• À produire
Poursuivre le portrait de Ridley Scott à partir de sa dernière phrase.

Ridley Scott - Portrait

David Da Silva | 12 mai 2010
David Da Silva | 12 mai 2010

Le 12 mai sort sur nos écrans Robin des bois, le nouveau film du réalisateur anglais Ridley Scott. Acclamé depuis ses débuts en 1977 avec l’éblouissant Les duellistes, il tourne ensuite deux authentiques films cultes (Alien et Blade runner) avant d’enchainer des bides  jusqu’au succès phénoménal de Gladiator en 2000. Eclectique, il œuvre dans plusieurs genres différents (péplum, science-fiction, polar, film d’aventure…) en essayant de toujours transcender le scénario initial et le genre auquel il s’attaque. Solide artisan pour certains, authentique auteur pour d’autres (on constate des récurrences thématiques dans son œuvre comme la solitude du personnage principal qui doit faire face à l’adversité ou la femme forte). Retour sur le parcours du grand frère de Tony Scott (True romance, Man on fire).

 

Ridley Scott est né le 30 novembre 1937 à South Shields en Angleterre. Passionné par le dessin, il passe sa scolarité au West Hartpool College of Arts puis intègre la prestigieuse Royal College Of Art où il rencontre l'artiste David Hockney. Il débute par un court métrage, Boy On A Bicycle avec l’aide de son père et de son frère Tony. Son diplôme en poche, il part aux Etats-Unis, et travaille pour la société Time-Life spécialisée dans le documentaire. Il crée en 1973 avec son frère Tony, sa société de production spécialisée dans les spots publicitaires Ridley Scott Associates.

En 1977, il tourne son premier film, Les Duellistes, le récit d'un duel entre deux hommes  Keith Carradine et Harvey Keitel prêts à mourir pour l'honneur (initié par un incident anodin). Un film d’une grande beauté esthétique, avec des combats à l'arme blanche superbement chorégraphiés. Ridley Scott transcende véritablement une intrigue très mince par la qualité de sa mise en scène et obtient même le prix de la meilleure première oeuvre au Festival de Cannes. La Fox remarque ce nouveau talent et décide de financer son nouveau projet. Après avoir envisagé d'adapter Tristan et Iseult puis Dune, le roman de Frank Herbert, il décide de se lancer dans la science-fiction. 

 

Alien, Le 8ème Passager est un huis clos dans l'espace  et la démonstration éblouissante qu’à partir d’un scénario très mince (des explorateurs de l’espace ramènent dans leur vaisseau une forme de vie extra-terrestre et doivent la combattre), un cinéaste de talent peut engendrer une œuvre à la portée universelle. En effet, ce film cristallise l’angoisse de l’homme face à l’immensité noire de l’univers et à ce qu’il peut receler de démons cachés. Ridley parvient une nouvelle fois à transcender son script initial et accorde une place privilégiée au monstre tueur et ses caractéristiques imprévisibles. La créature imaginée par le suisse H.R Giger bénéficiera de nombreuses suites. Ridley Scott dégage des thèmes que l’on rencontrera dans l’ensemble de sa filmographie : la solitude du personnage central devant faire face seul à l'adversité ou la femme forte.

• Données fournies
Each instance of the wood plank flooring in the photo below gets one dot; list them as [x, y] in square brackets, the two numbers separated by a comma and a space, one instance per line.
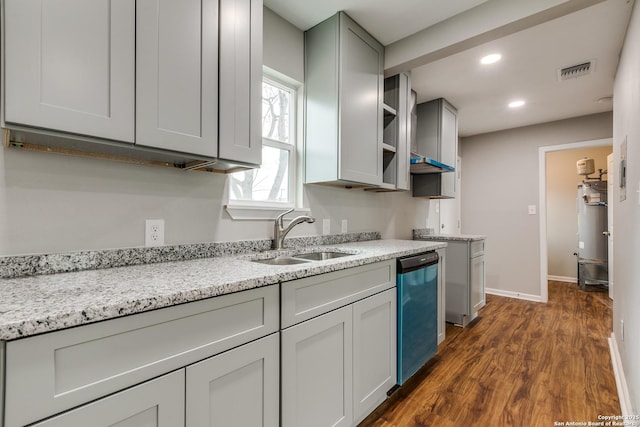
---
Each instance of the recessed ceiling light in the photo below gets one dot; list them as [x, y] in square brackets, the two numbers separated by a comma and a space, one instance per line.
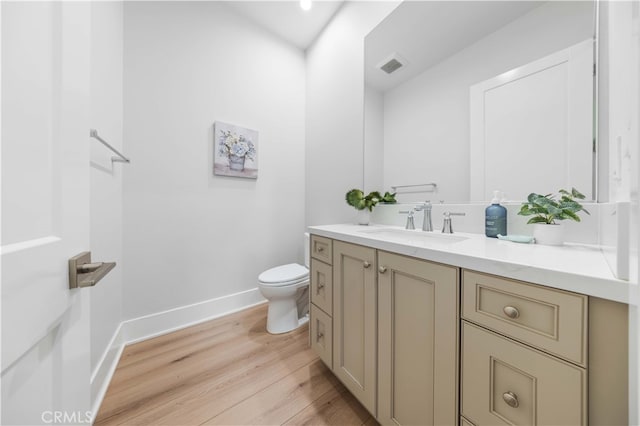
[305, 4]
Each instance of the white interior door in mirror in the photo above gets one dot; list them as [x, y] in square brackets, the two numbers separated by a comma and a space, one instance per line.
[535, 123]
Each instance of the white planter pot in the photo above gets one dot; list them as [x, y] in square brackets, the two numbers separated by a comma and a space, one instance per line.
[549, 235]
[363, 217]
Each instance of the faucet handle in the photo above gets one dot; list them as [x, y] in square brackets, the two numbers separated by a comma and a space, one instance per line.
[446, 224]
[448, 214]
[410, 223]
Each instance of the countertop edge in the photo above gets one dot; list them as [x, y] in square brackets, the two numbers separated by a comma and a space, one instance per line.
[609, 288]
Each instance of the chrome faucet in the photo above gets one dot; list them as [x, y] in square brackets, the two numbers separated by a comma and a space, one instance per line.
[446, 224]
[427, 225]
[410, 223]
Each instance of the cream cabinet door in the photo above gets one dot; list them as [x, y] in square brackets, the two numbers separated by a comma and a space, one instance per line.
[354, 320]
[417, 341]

• Sortie attendue
Alien est un grand succès commercial (160 millions de dollars) et Ridley Scott décide de poursuivre dans la SF. Il signe l'adaptation d'un roman de Philip K.Dick, Les Androides Rêvent-ils de Moutons Electriques ? Blade runner est un chef-d’œuvre du film d’anticipation, un vrai film noir futuriste avec la description d’un futur qui n’a jamais été aussi crédible à l’écran. Ridley Scott s’éloigne des clichés hollywoodiens, du manichéisme pour nous présenter des protagonistes d’importance variable. Le répliquant Beatty (incarné par Rutger Hauer) bouleverse les conventions du genre lors d’un final magnifique, avec la musique de Vangelis. Mais après des projections tests moyennes, la Warner décide de retoucher le film en instaurant une voix-off inutile et modifiant la fin jugée trop noire, la remplaçant par un happy-end. Mais surtout cette version simplifiée supprime la séquence du rêve de la licorne du Blade Runner Deckard (Harrison Ford) et donc modifie vraiment le sens de l'histoire. Il faudra attendre les années 90 et un director’s cut pour voir Blade runner dans la version souhaitée par le réalisateur.

Blade runner est un échec financier mais Ridley Scott décide de poursuivre dans la voie du fanstastique et il réalise Legend en 1985. C'est un film d'héroic-fantasy, un conte de fée assez sombre réunissant Tom Cruise et Mia Sara. Ridley Scott a souhaité une histoire simple qui lui permet de visiter de fond en comble son univers féerique. Il livre un film aux images magnifiques, où le plus infime détail est travaillé. Le méchant, incarné par Tim Curry, est mémorable.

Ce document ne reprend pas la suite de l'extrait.